Problem statement: Within these entries, which lines include the string "plaza"? Copy each one.

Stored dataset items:
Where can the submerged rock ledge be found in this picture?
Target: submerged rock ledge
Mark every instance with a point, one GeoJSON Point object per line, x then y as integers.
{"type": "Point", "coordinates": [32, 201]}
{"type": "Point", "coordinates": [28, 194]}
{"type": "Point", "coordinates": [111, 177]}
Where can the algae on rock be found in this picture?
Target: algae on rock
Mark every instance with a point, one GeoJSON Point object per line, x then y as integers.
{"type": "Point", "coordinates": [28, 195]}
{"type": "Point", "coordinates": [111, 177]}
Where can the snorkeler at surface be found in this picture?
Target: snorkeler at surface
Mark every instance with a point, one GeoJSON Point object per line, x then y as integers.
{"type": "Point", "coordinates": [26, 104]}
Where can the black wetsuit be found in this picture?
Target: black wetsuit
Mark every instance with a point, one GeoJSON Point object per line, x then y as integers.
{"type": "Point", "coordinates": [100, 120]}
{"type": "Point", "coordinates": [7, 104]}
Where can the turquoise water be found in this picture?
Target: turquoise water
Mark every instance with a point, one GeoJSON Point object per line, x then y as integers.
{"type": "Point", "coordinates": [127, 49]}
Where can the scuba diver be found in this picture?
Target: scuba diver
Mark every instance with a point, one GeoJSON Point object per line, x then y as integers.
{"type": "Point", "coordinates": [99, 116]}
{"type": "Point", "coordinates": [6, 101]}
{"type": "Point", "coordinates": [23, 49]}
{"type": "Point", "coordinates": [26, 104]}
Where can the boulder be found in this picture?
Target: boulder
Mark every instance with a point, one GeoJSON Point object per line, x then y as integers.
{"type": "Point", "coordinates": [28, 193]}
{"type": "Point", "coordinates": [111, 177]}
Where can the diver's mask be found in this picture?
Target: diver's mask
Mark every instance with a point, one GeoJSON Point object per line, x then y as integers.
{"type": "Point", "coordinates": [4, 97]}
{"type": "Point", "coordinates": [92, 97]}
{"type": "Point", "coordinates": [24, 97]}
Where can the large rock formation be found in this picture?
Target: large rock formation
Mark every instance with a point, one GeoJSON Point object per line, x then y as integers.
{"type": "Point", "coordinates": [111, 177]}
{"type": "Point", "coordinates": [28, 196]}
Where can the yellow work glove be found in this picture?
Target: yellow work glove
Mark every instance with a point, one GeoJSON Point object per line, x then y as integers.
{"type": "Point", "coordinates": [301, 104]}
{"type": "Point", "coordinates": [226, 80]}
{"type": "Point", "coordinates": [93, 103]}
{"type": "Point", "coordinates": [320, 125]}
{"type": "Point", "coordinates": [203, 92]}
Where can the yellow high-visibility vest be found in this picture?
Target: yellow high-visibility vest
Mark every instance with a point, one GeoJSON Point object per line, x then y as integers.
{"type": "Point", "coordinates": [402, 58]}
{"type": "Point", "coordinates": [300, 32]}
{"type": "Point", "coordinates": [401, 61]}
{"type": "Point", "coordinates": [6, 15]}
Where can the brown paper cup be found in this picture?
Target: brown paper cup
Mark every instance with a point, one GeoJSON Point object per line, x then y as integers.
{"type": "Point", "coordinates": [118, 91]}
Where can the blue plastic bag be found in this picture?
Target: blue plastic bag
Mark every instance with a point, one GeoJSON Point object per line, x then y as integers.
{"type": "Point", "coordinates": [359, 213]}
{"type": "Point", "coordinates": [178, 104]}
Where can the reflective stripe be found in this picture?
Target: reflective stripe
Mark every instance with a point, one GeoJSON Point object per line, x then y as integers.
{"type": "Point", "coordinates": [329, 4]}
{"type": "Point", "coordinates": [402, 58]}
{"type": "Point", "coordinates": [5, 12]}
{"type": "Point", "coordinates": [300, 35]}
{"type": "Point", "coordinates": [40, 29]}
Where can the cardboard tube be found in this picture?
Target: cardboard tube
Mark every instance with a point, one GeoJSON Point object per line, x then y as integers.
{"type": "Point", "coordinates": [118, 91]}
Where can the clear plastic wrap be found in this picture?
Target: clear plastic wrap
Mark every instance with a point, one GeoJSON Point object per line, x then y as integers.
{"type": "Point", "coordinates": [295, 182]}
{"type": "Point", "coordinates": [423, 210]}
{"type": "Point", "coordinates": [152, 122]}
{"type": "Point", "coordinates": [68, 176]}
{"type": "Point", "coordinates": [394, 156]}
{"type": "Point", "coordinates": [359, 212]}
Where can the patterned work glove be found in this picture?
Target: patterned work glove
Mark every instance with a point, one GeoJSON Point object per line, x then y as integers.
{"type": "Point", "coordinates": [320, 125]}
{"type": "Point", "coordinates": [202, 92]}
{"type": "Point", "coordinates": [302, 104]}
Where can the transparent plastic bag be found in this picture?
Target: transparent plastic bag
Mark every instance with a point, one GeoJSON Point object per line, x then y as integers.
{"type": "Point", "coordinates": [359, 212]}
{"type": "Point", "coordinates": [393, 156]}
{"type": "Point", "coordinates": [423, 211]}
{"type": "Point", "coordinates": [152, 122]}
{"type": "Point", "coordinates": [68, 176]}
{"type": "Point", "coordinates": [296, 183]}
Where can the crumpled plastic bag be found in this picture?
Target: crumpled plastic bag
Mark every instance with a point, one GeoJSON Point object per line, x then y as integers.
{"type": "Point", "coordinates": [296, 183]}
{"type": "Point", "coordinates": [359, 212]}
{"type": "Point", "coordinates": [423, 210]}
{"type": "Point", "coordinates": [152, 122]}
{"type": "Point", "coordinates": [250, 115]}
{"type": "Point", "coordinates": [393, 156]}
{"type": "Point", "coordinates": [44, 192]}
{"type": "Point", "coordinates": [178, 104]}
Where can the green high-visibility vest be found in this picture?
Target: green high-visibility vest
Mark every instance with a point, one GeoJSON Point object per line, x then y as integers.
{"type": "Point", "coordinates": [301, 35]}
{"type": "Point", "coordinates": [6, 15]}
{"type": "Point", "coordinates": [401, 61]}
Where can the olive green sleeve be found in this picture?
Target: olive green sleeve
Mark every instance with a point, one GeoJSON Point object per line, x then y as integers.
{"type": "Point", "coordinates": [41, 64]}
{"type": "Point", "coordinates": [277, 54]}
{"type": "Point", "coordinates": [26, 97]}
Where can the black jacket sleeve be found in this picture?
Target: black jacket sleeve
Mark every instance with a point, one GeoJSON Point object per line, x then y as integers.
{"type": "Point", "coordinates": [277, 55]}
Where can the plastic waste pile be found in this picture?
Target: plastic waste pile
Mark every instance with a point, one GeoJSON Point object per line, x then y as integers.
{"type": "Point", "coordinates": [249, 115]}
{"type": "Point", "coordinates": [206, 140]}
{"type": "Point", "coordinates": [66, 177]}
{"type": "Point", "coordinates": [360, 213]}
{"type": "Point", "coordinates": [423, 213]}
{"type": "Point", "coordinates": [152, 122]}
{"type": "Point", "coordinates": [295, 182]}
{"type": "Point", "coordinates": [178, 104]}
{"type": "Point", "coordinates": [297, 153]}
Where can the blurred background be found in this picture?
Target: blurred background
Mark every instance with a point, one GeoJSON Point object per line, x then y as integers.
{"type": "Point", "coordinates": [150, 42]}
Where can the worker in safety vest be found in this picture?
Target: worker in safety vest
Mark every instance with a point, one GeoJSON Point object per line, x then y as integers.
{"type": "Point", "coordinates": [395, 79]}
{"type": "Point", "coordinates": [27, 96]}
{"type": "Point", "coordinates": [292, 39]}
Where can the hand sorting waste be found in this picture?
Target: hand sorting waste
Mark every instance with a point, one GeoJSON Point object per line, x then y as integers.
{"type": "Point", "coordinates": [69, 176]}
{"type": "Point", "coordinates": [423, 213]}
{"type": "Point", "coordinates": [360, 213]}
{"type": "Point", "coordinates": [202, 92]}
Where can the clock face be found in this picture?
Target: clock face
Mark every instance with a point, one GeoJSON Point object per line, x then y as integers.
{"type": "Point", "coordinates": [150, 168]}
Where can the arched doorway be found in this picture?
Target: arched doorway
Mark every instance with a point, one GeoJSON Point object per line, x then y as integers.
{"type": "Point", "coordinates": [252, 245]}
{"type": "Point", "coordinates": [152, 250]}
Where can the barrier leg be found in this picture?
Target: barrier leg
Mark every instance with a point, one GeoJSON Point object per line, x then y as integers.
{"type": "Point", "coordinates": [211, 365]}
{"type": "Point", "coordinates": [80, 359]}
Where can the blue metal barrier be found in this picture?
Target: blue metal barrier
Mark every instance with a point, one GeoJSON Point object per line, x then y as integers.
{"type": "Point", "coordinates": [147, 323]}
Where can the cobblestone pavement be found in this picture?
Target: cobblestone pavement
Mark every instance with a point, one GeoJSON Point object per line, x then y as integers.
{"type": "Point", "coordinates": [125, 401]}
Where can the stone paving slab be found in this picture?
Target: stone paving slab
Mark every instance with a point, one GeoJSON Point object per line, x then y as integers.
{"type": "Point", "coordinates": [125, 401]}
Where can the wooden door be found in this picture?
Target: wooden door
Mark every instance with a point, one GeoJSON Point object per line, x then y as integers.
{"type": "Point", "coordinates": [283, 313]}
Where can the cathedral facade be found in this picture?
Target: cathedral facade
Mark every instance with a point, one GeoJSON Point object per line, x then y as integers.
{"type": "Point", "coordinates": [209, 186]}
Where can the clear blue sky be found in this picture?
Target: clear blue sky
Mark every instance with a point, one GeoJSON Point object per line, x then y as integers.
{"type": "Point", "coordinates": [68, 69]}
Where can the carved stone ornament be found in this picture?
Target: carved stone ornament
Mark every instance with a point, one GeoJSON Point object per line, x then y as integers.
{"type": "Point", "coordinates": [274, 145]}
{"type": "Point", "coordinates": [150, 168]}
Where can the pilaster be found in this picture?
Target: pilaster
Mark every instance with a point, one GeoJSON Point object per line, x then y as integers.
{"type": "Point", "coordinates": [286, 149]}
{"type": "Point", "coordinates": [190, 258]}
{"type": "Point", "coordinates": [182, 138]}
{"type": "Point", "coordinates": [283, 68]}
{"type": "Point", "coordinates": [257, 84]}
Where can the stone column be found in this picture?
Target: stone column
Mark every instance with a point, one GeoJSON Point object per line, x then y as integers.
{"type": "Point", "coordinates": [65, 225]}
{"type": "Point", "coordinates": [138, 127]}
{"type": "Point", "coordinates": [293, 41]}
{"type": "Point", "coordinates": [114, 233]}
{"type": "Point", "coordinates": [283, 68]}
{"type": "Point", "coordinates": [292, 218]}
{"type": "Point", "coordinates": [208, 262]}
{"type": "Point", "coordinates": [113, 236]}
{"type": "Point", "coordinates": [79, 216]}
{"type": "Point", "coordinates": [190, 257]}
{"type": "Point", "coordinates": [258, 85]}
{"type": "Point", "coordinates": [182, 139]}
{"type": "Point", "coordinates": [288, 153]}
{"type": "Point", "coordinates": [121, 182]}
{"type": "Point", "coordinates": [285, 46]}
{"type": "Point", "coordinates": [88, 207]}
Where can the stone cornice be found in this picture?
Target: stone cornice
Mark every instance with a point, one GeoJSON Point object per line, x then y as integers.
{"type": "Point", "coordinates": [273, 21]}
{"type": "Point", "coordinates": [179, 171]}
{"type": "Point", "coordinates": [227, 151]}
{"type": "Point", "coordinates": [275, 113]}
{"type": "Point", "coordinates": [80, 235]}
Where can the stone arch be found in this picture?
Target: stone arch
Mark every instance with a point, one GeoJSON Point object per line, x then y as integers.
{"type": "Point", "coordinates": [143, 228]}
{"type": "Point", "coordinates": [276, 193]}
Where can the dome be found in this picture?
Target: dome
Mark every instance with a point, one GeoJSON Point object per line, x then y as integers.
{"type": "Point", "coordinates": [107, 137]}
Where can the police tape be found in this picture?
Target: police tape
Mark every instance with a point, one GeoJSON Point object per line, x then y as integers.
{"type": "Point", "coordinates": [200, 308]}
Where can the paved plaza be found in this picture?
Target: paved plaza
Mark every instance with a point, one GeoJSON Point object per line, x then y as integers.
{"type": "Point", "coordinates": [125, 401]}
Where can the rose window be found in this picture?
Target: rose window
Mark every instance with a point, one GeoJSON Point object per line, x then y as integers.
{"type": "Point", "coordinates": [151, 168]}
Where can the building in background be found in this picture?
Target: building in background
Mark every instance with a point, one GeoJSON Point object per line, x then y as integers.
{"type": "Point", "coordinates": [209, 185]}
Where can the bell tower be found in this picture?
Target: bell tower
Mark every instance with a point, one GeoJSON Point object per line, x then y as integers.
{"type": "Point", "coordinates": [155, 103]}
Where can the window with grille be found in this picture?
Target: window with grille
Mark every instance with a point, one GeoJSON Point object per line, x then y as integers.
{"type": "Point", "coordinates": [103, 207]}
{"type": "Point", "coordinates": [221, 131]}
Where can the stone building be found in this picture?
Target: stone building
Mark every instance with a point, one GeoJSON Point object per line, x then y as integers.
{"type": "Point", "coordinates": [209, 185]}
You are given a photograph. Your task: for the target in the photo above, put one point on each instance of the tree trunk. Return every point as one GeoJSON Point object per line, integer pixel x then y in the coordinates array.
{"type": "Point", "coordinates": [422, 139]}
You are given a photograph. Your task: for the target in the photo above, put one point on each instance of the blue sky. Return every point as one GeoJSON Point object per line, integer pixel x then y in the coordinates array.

Solution to this exercise:
Where can the paved plaza be found in this picture?
Target: paved plaza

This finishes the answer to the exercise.